Give the number of lines that contain "below" in the listing, and write nothing else.

### GIVEN DATA
•••••

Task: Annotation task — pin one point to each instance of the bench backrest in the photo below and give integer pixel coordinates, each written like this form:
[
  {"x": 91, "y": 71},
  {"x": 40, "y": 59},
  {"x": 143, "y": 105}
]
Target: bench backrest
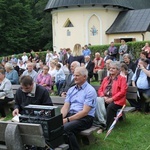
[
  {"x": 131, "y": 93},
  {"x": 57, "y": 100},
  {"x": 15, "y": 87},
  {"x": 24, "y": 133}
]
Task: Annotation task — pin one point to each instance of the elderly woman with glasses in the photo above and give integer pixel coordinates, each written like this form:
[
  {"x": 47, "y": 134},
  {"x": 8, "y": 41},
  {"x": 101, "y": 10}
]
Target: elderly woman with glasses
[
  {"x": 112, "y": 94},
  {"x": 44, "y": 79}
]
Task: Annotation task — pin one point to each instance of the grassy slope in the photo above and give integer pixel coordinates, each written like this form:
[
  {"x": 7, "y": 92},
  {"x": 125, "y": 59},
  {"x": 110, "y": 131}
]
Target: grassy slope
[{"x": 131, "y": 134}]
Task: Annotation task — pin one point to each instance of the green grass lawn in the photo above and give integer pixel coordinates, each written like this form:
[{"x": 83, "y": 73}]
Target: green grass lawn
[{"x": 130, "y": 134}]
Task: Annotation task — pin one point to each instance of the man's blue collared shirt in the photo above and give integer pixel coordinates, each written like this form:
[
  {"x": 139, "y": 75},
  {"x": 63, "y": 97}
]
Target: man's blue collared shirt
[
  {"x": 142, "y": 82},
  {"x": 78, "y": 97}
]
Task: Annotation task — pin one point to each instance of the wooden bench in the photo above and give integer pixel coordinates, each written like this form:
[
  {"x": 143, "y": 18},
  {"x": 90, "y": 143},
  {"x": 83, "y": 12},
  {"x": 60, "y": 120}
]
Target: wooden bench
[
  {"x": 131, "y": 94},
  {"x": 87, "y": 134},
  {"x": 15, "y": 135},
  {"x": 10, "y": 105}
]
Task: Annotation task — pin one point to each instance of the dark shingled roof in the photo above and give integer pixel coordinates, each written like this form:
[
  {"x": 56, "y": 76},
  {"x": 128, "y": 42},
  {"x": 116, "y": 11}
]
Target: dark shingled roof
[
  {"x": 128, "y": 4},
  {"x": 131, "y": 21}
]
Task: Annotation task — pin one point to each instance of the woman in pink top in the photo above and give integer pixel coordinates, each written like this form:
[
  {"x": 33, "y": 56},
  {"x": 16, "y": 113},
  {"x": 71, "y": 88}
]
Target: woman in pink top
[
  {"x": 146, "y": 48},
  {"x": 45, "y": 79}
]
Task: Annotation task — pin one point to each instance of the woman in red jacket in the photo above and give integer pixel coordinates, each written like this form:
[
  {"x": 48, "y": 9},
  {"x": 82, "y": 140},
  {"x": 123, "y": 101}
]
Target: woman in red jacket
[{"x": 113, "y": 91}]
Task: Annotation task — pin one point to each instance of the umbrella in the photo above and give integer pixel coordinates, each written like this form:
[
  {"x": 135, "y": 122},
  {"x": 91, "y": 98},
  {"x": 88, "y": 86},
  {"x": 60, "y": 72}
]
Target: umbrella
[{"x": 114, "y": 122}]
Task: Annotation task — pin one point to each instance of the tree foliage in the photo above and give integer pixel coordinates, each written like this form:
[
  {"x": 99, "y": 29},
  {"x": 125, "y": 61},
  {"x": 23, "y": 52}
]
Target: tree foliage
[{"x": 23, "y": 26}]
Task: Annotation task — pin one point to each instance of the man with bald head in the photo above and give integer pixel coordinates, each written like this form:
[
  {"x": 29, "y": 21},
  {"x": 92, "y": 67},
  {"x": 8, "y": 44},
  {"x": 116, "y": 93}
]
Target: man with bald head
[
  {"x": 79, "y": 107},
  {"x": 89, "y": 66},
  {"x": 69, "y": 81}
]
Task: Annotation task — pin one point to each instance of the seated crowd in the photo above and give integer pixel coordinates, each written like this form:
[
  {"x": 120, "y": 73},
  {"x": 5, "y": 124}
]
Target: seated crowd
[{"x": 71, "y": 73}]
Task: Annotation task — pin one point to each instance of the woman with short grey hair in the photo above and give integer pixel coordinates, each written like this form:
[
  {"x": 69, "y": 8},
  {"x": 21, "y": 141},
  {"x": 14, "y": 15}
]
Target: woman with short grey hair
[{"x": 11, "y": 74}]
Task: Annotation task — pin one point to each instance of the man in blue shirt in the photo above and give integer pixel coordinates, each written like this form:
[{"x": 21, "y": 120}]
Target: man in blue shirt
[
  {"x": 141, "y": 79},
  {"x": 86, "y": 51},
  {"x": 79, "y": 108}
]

•••••

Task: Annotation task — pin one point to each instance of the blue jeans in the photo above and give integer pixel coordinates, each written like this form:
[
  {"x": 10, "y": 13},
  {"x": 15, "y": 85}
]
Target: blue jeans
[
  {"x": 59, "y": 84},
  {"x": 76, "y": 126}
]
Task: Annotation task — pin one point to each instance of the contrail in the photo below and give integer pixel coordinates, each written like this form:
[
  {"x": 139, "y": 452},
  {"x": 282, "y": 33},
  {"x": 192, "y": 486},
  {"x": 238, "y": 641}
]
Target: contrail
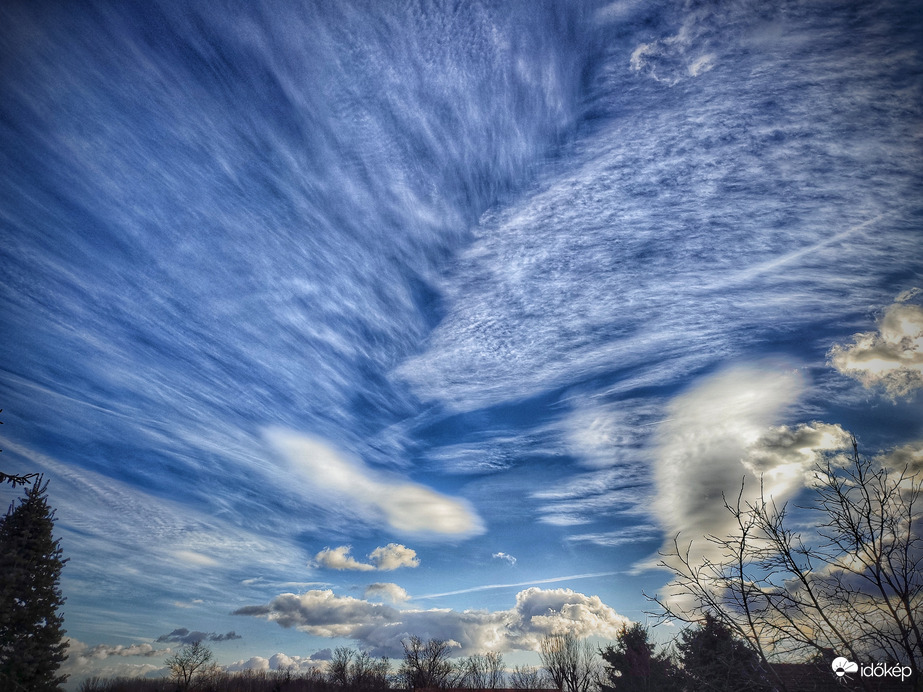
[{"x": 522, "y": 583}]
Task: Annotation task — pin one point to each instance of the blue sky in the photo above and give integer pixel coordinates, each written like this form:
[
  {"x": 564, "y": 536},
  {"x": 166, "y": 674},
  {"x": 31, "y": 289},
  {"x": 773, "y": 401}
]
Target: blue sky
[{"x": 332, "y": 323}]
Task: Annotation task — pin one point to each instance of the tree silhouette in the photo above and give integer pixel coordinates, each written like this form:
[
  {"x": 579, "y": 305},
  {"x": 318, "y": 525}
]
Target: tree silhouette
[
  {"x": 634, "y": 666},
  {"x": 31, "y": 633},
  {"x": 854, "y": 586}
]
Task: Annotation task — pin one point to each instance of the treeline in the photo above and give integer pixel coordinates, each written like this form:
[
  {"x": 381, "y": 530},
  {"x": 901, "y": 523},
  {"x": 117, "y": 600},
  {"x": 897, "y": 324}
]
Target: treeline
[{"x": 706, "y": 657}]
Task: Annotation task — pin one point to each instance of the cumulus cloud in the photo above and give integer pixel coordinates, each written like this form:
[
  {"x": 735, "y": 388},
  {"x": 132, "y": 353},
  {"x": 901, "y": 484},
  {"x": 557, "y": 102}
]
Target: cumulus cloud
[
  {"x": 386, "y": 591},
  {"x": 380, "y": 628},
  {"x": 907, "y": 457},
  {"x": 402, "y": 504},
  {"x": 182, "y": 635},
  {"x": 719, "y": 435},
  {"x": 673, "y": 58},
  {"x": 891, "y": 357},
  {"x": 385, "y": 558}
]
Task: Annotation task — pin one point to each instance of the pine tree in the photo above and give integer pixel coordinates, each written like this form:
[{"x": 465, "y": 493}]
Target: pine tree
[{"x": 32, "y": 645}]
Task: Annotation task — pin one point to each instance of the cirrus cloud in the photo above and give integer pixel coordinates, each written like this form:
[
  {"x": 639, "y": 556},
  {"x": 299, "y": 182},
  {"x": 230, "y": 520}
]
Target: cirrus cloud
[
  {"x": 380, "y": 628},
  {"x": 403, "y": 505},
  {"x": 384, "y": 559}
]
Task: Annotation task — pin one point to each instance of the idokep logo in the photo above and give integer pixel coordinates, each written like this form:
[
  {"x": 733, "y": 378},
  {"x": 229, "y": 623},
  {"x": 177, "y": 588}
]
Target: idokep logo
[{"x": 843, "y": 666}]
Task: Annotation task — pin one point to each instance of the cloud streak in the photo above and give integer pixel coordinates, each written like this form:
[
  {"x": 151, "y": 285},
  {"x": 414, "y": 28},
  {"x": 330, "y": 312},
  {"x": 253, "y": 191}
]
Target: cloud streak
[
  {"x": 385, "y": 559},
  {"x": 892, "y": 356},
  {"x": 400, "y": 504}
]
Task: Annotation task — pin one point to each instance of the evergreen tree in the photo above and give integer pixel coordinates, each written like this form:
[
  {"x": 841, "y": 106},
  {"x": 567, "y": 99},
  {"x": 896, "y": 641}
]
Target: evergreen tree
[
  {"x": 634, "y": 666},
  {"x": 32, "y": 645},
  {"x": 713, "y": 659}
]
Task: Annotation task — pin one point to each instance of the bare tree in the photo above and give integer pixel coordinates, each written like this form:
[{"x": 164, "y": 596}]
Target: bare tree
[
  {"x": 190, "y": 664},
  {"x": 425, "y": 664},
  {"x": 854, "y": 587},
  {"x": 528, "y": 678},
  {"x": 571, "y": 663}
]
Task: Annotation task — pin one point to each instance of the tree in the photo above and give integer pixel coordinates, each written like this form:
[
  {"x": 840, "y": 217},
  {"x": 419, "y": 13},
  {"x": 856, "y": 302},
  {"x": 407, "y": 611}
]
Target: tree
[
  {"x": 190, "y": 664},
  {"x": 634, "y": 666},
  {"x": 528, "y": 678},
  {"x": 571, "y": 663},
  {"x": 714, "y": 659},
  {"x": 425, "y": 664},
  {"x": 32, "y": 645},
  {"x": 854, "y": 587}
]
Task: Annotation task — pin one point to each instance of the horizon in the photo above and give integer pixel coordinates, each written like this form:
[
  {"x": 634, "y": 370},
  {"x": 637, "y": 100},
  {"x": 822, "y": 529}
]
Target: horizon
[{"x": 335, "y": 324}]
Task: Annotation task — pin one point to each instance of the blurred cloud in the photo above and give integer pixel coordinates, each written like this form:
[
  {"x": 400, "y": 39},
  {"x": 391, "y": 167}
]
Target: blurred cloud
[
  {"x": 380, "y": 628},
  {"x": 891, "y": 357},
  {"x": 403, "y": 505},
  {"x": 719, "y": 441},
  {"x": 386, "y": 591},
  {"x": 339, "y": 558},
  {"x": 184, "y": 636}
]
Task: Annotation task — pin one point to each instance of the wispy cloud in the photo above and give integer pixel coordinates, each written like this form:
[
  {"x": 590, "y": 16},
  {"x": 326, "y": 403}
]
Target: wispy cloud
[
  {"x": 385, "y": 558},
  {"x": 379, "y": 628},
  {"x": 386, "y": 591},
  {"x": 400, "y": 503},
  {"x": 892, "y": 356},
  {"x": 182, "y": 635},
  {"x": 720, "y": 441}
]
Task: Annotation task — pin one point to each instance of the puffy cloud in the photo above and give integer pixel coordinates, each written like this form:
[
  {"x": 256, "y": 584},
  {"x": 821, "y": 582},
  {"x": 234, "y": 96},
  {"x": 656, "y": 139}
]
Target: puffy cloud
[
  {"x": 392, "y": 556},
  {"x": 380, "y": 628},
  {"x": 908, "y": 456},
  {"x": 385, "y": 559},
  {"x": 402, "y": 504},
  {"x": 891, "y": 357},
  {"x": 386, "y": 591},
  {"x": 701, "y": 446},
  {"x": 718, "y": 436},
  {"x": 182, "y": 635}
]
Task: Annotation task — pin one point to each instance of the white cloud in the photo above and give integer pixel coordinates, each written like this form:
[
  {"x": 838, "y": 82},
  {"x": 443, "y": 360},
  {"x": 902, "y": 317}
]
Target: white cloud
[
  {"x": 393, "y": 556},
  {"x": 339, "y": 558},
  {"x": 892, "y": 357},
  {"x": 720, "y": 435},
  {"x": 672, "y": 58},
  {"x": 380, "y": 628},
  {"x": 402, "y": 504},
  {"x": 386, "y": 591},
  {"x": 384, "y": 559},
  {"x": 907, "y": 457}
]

•••••

### EXERCISE RESULT
2